▶ [Pasaje citado]:

....

Hoy se ha presentado en la Sala de Prensa Vaticana el libro “Luz del mundo” que recoge los diálogos del Papa Benedicto XVI con el periodista alemán Peter Seewald. Desde mañana estará oficialmente a la venta. Mientras esperamos leer el libro completo, ofrecemos la traducción para el español de unos bellísimos extractos, publicados por el periódico Avvenire, en los que podemos conocer más de cerca a Benedicto XVI, sus sentimientos al momento de la elección pontificia, su visión del ministerio petrino, así como algunos detalles de su vida cotidiana.
Santo Padre, el 16 de abril de 2005, en el día de su 78º cumpleaños, usted comunicaba a sus colaboradores cuánto deseaba su jubilación. Tres días después, se encontró siendo el Jefe de la Iglesia universal que cuenta con mil doscientos millones de fieles. No es precisamente la tarea que se reserva para la vejez.
Realmente había esperado encontrar paz y tranquilidad. El hecho de encontrarme de improviso frente a esta tarea inmensa ha sido para mí, como todos saben, un verdadero shock. La responsabilidad, de hecho, es enorme.
Hubo un momento del cual, más tarde, usted dijo haber tenido la impresión de sentir un “hacha” caerle encima.
Sí, en efecto, el pensamiento de la guillotina me ha venido: he aquí, ahora cae y te golpea. Estaba segurísimo de que este cargo no habría estado destinado para mí sino que Dios, después de tantos fatigosos años, me habría concedido un poco de paz y de tranquilidad. Lo único que llegué a decir, que logré aclararme a mí mismo, ha sido: “Evidentemente, la voluntad de Dios es diversa, y para mí comienza algo completamente diverso, algo nuevo. Pero Él estará conmigo”.
En la así llamada “Sala de las lágrimas”, desde el inicio del Cónclave, están listas para el futuro Papa tres vestiduras: una larga, una corta y una media. ¿Qué ha pensado en aquella habitación de la cual se dice que, en ella, más de un nuevo Pontífice se ha quebrado? ¿Es allí que, por última vez, se pregunta: ¿por qué yo? ¿Qué quiere Dios de mí?

....

▶ [Ejercicios]:
1) Responde estas preguntas sobre el pasaje citado:
(a) ¿Con qué periodista mantuvo el Papa los diálogos que recoge el libro "Luz del mundo"?
(b) ¿Qué cumpleaños celebraba el Papa el 16 de abril de 2005?
(c) ¿Cuántas vestiduras se preparan para el futuro Papa en la "Sala de las lágrimas"?
2) Transcribe del pasaje citado la parte que abre con las palabras que contienen "Santo Padre, el" y cierra con "para la vejez.".
3) Resume el pasaje citado en dos oraciones.

▶ [Listado]:
....

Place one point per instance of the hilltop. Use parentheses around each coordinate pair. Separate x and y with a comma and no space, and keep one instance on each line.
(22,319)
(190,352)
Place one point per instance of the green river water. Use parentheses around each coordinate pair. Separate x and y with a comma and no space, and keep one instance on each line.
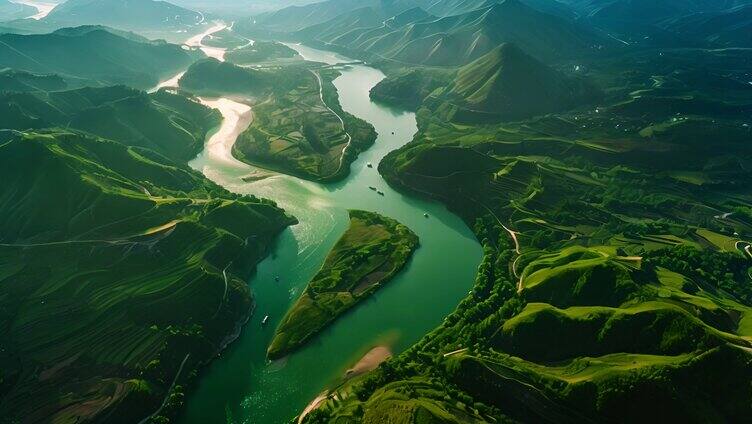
(241,386)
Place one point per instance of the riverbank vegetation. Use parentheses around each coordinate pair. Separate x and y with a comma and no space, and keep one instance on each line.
(370,253)
(170,124)
(299,127)
(125,273)
(613,228)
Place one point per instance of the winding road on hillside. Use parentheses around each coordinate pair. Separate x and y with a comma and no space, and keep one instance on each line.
(43,7)
(398,317)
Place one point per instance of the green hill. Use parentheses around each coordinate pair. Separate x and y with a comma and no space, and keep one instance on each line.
(613,286)
(370,253)
(170,124)
(96,55)
(646,11)
(128,274)
(298,127)
(505,84)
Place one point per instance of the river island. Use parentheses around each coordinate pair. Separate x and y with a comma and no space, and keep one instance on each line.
(372,251)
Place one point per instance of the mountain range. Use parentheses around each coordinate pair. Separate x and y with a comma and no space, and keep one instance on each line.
(94,55)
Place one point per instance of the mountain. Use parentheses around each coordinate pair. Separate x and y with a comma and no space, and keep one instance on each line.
(98,56)
(457,40)
(169,124)
(129,274)
(20,81)
(615,284)
(132,15)
(10,11)
(726,28)
(508,84)
(296,18)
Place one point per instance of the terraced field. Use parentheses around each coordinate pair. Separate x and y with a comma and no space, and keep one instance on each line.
(299,127)
(612,275)
(127,274)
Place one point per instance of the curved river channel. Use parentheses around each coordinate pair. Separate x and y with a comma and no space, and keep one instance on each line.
(241,386)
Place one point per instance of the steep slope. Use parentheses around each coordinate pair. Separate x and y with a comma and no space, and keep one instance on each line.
(172,125)
(459,39)
(296,18)
(508,84)
(726,28)
(298,127)
(20,81)
(128,274)
(646,11)
(124,14)
(616,282)
(96,55)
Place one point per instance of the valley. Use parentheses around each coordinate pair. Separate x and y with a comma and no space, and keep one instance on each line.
(430,211)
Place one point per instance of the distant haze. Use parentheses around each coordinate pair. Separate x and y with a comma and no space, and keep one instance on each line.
(239,7)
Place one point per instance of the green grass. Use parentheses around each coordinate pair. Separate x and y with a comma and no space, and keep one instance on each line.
(371,252)
(119,257)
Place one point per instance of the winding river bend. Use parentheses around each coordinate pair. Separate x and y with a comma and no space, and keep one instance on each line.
(242,386)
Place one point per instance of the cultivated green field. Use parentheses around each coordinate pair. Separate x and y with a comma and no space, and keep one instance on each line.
(125,272)
(612,275)
(298,127)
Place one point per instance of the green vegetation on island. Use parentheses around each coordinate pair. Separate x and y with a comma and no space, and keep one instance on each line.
(505,84)
(125,272)
(170,124)
(298,127)
(615,233)
(95,56)
(402,32)
(261,52)
(370,253)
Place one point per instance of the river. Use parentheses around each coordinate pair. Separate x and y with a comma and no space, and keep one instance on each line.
(43,7)
(242,386)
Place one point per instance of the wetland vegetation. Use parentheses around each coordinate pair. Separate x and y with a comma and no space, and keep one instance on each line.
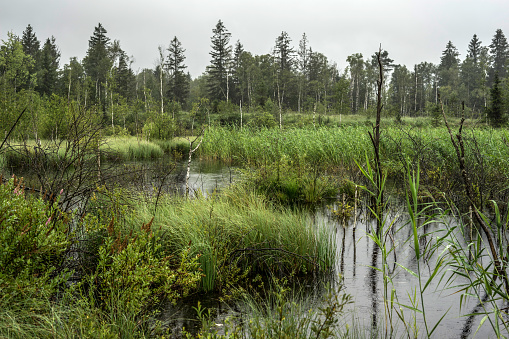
(322,190)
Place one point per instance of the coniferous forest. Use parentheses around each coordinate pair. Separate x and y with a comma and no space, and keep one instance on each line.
(369,202)
(292,77)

....

▶ [Respuestas finales]:
1)
(a) Con el periodista alemán Peter Seewald.
(b) Su 78º cumpleaños.
(c) Tres: una larga, una corta y una media.

2)
Santo Padre, el 16 de abril de 2005, en el día de su 78º cumpleaños, usted comunicaba a sus colaboradores cuánto deseaba su jubilación. Tres días después, se encontró siendo el Jefe de la Iglesia universal que cuenta con mil doscientos millones de fieles. No es precisamente la tarea que se reserva para la vejez.

3) El pasaje citado ofrece extractos del libro "Luz del mundo", que recoge los diálogos del Papa Benedicto XVI con el periodista alemán Peter Seewald. En ellos el Papa cuenta que esperaba encontrar paz y tranquilidad, pero su elección fue para él un verdadero shock, y concluyó que la voluntad de Dios era diversa y que Él estaría con él.